#### [Input]
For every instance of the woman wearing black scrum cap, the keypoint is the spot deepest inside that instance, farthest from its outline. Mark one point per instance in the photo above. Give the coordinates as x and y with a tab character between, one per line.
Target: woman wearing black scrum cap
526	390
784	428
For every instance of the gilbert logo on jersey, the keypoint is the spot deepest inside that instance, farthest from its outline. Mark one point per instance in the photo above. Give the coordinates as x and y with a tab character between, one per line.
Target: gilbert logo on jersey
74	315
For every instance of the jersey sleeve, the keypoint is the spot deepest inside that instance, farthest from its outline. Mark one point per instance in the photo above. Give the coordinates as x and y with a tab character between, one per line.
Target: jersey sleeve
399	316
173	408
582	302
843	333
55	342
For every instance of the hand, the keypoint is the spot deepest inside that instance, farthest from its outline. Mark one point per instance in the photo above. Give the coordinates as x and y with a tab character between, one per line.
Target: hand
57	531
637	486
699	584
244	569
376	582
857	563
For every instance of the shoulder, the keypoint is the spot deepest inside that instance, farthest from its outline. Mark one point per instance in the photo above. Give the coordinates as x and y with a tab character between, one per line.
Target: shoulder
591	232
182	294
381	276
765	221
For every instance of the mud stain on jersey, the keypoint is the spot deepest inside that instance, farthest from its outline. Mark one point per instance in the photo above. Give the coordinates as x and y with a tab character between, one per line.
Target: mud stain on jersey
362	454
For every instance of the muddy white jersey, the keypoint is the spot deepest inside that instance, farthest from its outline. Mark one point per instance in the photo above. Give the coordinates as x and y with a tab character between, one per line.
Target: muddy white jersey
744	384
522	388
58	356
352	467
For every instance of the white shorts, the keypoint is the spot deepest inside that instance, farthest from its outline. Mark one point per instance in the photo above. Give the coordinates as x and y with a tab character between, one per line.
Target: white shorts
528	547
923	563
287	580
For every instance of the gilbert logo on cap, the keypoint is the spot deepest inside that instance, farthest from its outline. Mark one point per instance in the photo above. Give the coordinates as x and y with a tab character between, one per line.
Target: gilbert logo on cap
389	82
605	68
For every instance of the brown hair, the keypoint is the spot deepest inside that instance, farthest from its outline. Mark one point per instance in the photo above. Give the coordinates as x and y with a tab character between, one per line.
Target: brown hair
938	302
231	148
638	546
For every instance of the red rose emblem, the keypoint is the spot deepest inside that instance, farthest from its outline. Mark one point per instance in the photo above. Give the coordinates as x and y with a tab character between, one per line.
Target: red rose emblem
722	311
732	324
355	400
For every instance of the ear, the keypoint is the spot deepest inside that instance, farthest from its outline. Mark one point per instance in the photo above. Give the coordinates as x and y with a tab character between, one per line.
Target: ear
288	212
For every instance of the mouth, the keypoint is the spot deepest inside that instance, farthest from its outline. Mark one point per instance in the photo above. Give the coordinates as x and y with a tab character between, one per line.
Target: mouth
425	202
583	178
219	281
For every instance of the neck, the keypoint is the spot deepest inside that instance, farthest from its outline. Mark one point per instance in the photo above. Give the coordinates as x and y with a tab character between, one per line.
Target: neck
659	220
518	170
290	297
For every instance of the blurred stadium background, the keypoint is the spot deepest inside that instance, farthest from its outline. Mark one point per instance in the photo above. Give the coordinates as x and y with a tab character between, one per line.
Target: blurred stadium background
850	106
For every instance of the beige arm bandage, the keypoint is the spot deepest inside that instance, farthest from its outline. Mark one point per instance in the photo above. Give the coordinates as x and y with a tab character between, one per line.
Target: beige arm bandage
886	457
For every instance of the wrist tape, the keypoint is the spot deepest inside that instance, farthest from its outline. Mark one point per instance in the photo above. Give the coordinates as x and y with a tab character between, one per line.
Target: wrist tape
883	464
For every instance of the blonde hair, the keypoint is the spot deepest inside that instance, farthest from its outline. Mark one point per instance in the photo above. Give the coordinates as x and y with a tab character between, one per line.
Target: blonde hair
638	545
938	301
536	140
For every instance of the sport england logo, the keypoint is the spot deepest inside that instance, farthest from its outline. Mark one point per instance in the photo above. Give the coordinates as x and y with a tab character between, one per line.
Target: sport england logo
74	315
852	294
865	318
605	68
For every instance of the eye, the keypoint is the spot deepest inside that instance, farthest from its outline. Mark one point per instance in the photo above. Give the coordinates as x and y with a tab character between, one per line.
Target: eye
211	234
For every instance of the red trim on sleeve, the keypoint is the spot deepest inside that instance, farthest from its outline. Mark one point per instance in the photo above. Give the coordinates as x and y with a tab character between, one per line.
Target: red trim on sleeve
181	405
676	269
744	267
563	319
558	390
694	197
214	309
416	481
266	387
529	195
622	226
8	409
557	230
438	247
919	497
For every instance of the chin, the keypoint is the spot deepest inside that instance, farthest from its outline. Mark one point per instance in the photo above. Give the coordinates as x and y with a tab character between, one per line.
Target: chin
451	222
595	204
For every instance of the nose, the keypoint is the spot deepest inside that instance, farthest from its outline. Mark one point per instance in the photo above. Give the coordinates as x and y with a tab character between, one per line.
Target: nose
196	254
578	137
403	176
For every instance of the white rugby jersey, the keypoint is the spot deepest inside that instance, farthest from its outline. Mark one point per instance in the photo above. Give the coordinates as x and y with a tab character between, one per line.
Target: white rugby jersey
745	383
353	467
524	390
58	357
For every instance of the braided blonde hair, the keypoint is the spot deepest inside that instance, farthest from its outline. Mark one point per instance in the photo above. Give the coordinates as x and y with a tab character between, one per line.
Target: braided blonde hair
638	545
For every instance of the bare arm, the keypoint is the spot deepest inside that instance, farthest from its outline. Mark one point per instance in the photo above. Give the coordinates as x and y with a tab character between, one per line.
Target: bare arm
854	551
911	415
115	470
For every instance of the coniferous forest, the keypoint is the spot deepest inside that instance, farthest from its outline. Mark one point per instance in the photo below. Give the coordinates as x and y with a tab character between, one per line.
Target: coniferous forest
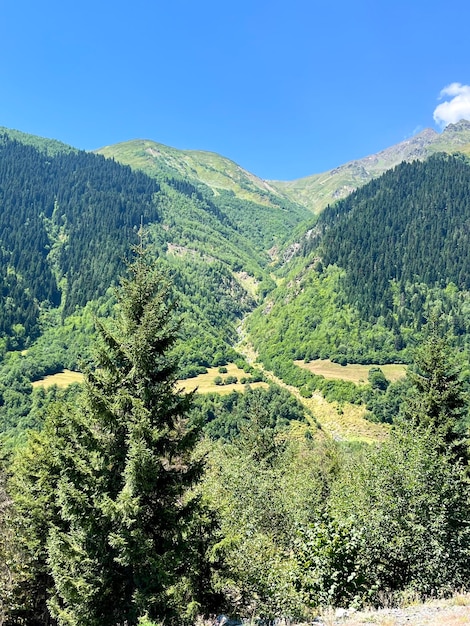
125	499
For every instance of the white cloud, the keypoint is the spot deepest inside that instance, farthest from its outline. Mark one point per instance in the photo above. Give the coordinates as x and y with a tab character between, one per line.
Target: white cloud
455	108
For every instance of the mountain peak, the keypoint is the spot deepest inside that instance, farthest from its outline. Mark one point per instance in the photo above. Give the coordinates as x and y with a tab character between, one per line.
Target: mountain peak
461	127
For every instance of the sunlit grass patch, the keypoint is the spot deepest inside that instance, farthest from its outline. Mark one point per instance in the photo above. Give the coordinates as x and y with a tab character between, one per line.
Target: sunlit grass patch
353	372
61	379
205	382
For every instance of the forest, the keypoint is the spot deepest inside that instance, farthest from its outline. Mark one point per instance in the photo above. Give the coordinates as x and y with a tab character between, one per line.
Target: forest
125	499
128	506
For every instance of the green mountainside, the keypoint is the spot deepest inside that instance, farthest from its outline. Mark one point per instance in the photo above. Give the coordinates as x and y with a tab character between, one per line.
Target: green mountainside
374	268
356	285
128	500
319	190
69	217
217	172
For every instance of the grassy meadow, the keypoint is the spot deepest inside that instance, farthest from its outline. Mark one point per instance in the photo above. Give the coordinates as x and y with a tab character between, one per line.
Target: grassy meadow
353	373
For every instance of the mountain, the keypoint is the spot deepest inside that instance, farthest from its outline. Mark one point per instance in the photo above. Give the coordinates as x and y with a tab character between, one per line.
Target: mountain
317	191
373	270
69	218
217	172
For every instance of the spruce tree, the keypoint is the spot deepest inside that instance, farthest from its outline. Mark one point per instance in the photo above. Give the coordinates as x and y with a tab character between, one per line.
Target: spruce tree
117	552
439	400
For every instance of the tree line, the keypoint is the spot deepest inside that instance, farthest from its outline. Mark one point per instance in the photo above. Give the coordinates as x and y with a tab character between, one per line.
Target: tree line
119	511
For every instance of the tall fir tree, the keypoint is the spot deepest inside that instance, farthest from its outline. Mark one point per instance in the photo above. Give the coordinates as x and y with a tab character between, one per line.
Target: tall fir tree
120	469
439	400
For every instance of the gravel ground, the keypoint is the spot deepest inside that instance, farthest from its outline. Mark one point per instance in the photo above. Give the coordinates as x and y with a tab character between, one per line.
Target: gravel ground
452	612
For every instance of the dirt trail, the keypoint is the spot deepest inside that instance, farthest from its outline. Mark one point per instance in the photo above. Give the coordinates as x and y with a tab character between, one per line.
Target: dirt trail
340	422
452	612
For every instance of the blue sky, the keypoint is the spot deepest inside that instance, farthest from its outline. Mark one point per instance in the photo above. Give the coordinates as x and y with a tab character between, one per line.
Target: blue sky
285	89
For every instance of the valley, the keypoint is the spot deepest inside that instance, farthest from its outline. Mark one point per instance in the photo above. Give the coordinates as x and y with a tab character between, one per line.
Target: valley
325	327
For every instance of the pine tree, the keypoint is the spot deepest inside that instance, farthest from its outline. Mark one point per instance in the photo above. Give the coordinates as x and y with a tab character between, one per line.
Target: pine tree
116	550
439	401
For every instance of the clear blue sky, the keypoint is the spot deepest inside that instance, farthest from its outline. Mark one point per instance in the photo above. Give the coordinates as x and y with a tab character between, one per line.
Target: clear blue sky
284	88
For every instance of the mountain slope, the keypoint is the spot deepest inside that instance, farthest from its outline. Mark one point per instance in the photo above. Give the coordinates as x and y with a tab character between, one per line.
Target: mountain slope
215	171
374	268
68	220
319	190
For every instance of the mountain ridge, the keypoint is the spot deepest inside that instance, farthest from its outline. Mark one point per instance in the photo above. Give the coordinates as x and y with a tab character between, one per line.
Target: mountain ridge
318	190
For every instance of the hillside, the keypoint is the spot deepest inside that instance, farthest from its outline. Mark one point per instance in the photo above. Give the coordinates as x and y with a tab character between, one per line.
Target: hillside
217	172
319	190
69	218
369	275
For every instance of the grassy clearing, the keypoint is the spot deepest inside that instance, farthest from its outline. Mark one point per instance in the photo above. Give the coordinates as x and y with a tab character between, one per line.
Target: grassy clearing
352	372
62	379
205	382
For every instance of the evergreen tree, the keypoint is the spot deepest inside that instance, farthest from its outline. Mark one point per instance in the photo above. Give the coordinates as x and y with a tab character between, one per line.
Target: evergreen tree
120	468
439	401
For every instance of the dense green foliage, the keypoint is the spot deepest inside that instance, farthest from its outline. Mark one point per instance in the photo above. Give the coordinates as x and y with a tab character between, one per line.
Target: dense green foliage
106	540
226	417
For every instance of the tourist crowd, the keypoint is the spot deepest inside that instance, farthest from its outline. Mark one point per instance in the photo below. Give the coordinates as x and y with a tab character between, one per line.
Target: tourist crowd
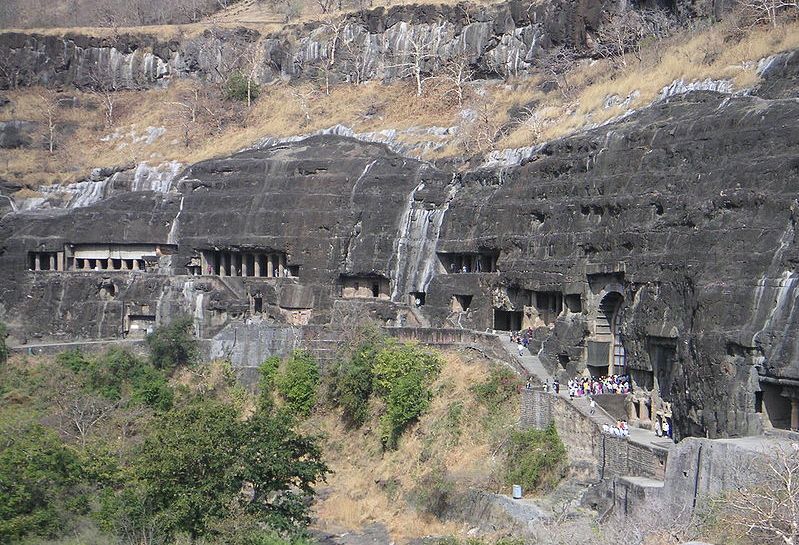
614	384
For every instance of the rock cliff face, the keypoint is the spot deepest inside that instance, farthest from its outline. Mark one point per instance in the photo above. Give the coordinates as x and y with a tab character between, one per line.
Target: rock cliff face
663	244
499	40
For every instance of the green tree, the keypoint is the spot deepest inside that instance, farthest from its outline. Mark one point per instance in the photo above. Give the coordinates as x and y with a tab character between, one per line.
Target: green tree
297	382
187	466
38	476
402	375
267	372
174	345
536	458
396	360
3	346
408	399
192	468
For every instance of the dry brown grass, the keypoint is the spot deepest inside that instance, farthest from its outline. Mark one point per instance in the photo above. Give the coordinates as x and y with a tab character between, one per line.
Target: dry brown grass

#### [Problem details]
Reproduce the lines in the records above verbatim, covering the stretch from the line containing "For every instance of the hillside, the" through the line containing "Target: hillside", both included.

#### [Response]
For every instance of the hillside, the keypoint is the spot deepest inside that instance, farthest from its outline. Mark one point per instance in the photo above. Give the coordinates as x and y with a tab character between, one per line.
Target: hillside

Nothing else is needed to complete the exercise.